____ DATA RECORDS
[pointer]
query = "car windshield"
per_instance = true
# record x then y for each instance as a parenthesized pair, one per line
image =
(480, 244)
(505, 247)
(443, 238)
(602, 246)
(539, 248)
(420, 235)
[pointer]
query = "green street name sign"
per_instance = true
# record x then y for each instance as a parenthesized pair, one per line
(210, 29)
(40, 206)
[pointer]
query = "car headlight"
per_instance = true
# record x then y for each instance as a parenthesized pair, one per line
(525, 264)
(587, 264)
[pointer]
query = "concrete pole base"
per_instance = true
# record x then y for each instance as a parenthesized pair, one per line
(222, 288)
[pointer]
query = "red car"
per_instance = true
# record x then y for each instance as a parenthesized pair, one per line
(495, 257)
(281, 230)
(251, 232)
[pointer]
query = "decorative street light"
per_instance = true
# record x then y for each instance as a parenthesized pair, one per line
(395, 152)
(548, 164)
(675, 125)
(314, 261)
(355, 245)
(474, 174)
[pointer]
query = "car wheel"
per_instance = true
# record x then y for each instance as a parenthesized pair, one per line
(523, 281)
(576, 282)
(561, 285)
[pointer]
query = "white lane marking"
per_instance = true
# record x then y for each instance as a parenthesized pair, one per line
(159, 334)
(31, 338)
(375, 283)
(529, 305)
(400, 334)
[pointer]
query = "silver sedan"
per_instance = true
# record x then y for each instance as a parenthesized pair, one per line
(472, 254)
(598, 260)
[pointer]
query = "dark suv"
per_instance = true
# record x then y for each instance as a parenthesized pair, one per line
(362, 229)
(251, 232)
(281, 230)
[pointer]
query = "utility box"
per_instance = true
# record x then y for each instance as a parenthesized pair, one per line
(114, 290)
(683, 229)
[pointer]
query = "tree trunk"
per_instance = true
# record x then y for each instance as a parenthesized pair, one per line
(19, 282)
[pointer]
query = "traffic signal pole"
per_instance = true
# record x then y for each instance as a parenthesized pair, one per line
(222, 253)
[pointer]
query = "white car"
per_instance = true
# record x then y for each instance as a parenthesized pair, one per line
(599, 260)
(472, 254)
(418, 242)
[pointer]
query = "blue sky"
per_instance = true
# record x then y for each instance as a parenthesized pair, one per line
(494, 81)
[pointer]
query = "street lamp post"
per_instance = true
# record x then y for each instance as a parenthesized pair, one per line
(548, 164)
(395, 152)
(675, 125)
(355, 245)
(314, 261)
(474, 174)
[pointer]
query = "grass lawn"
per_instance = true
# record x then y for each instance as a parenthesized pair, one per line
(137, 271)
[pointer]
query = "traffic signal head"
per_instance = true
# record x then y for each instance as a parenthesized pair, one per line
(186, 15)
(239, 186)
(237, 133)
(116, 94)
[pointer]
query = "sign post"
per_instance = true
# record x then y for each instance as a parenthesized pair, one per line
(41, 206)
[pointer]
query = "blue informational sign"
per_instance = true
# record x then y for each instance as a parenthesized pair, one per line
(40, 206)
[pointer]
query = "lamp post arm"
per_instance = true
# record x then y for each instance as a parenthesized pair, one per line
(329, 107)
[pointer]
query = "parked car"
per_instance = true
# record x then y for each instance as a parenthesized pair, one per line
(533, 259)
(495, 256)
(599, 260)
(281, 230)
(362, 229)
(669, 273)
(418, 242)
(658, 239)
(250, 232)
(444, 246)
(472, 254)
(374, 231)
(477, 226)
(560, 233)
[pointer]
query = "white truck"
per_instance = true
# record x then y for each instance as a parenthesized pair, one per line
________
• TASK TO CARRY OUT
The entries above should be repeated exactly, every one of them.

• EXERCISE RESPONSE
[pointer]
query = "car windshield"
per_instance = true
# record x then y for each instance as a parenthesized pair, one per line
image =
(480, 244)
(505, 247)
(443, 238)
(602, 246)
(539, 248)
(420, 235)
[pointer]
query = "green street name sign"
per_instance = true
# record x then y for each instance as a parenthesized pair, one per line
(210, 29)
(40, 206)
[pointer]
query = "car headlight"
per_instance = true
# record x then y for each instance as a parenthesized pair, one per line
(525, 264)
(587, 264)
[pointer]
query = "concrete pole base"
per_instance = true
# record x then y for each instance as a parenthesized pair, one per line
(222, 288)
[pointer]
query = "red car"
per_instance = true
# record x then y for each instance as a parenthesized pair, one per line
(495, 257)
(281, 230)
(251, 232)
[pointer]
query = "decorative street light"
per_instance = true
# record x then y for each instance as a parenthesized pair, one per line
(395, 152)
(548, 164)
(675, 125)
(314, 261)
(355, 245)
(474, 174)
[pointer]
query = "car wheel"
per_instance = true
# record x then y for each instance as a parenthesized pair, one per line
(523, 281)
(576, 282)
(561, 285)
[pointer]
query = "white lane marking"
per_instance = true
# record x then y for each instance as a parenthesized pair, one per line
(159, 334)
(31, 338)
(375, 283)
(529, 305)
(400, 334)
[pointer]
query = "silver sedan"
per_instance = true
# record x then y for each instance as a parenthesized pair, one per line
(472, 254)
(598, 260)
[pointer]
query = "dark suv"
per_instance = true
# record x then y for each instance as a parenthesized pair, one per line
(362, 229)
(251, 232)
(281, 230)
[pointer]
query = "utility box"
per_instance = true
# record x then y for each instance as a parenthesized pair, one per line
(114, 290)
(683, 229)
[pointer]
query = "tree trunk"
per_instance = true
# record x then y for each instance as a parenthesized pair, one per line
(19, 282)
[pointer]
query = "traffic signal pole"
per_instance = true
# record x then y for each instance as a parenthesized pair, one per line
(222, 253)
[pointer]
query = "white car"
per_instance = true
# record x then y for each instance as a parenthesized pair, one per line
(599, 260)
(472, 254)
(418, 242)
[pointer]
query = "blue sky"
per_instance = true
# record x then y for each instance as a parenthesized pair, one per line
(494, 81)
[pointer]
query = "street lamp post"
per_instance = true
# record x then y for each instance as a parenthesized pair, one per line
(548, 164)
(395, 152)
(675, 125)
(355, 245)
(314, 261)
(474, 174)
[pointer]
query = "grass lawn"
per_instance = true
# record x then y for each instance as a parenthesized pair, one per line
(137, 271)
[pointer]
query = "traffic signal head"
per_instance = true
# record x then y for each instance as a parenthesized pair, one per line
(186, 15)
(239, 186)
(237, 133)
(116, 94)
[pointer]
query = "sign post"
per_instance = true
# record x then y for each instance as a parenthesized pair, one per line
(41, 206)
[pointer]
query = "blue informational sign"
per_instance = true
# record x then y for each instance as a parenthesized pair, one per line
(40, 206)
[pointer]
query = "lamp post arm"
per_instance = true
# record x then y for each instance as a parenthesized pair, one per line
(329, 107)
[pointer]
query = "parked car"
per_instance = true
# record x then y for each instance as a parenthesized pair, one per line
(533, 259)
(495, 256)
(599, 260)
(281, 230)
(362, 229)
(669, 273)
(418, 242)
(658, 239)
(250, 232)
(444, 246)
(472, 254)
(374, 231)
(477, 226)
(560, 233)
[pointer]
query = "white truck"
per_instance = true
# record x then y for each instance as a parenthesized pair, one per line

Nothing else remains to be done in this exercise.